*Data section*.
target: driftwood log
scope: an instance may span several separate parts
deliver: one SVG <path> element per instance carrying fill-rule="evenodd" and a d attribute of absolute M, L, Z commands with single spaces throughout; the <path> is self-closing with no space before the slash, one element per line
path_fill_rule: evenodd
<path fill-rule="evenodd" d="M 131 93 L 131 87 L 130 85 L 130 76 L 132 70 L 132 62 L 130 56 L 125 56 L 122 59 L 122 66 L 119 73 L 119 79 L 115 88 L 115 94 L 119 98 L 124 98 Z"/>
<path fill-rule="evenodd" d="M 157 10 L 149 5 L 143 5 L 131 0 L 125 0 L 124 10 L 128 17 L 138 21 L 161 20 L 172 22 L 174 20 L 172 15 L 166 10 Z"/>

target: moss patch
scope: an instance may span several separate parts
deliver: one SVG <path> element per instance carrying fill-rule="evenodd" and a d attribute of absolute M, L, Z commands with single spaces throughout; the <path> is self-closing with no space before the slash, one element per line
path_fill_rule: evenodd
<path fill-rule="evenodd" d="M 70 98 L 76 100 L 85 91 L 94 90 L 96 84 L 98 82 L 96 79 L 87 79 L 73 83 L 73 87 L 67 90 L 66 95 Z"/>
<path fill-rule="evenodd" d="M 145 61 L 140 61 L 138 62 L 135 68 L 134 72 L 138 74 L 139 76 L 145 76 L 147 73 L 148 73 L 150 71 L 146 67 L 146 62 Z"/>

*Task goal*. Please convert all the records above into a Markdown table with the columns Row and Line, numbering each line and leaving out blank lines.

*The answer*.
| Row | Line |
|---|---|
| 1 | target: driftwood log |
| 2 | scope: an instance may span several separate parts |
| 3 | deliver: one SVG <path> element per instance carrying fill-rule="evenodd" and a d attribute of absolute M, L, Z commands with single spaces throughout; the <path> is self-closing with no space before the slash, one element per line |
| 4 | path_fill_rule: evenodd |
| 5 | <path fill-rule="evenodd" d="M 131 93 L 131 87 L 130 85 L 130 76 L 132 70 L 132 62 L 130 56 L 125 56 L 122 59 L 122 66 L 119 73 L 119 79 L 115 88 L 115 94 L 119 98 L 124 98 Z"/> |
| 6 | <path fill-rule="evenodd" d="M 157 10 L 149 5 L 143 5 L 131 0 L 125 0 L 124 10 L 128 17 L 138 21 L 161 20 L 172 22 L 174 20 L 172 15 L 166 10 Z"/> |
| 7 | target: moss patch |
| 8 | scope: an instance may span several separate parts |
| 9 | deliver: one SVG <path> element per instance carrying fill-rule="evenodd" and a d attribute of absolute M, L, Z commands with single spaces throughout; the <path> is self-closing with no space before the slash, one element per line |
| 10 | path_fill_rule: evenodd |
| 11 | <path fill-rule="evenodd" d="M 70 98 L 76 100 L 85 91 L 94 90 L 96 84 L 98 82 L 96 79 L 87 79 L 73 83 L 73 87 L 67 90 L 66 95 Z"/> |
| 12 | <path fill-rule="evenodd" d="M 145 61 L 140 61 L 138 62 L 135 68 L 134 72 L 138 74 L 139 76 L 145 76 L 147 73 L 148 73 L 150 71 L 146 67 L 146 62 Z"/> |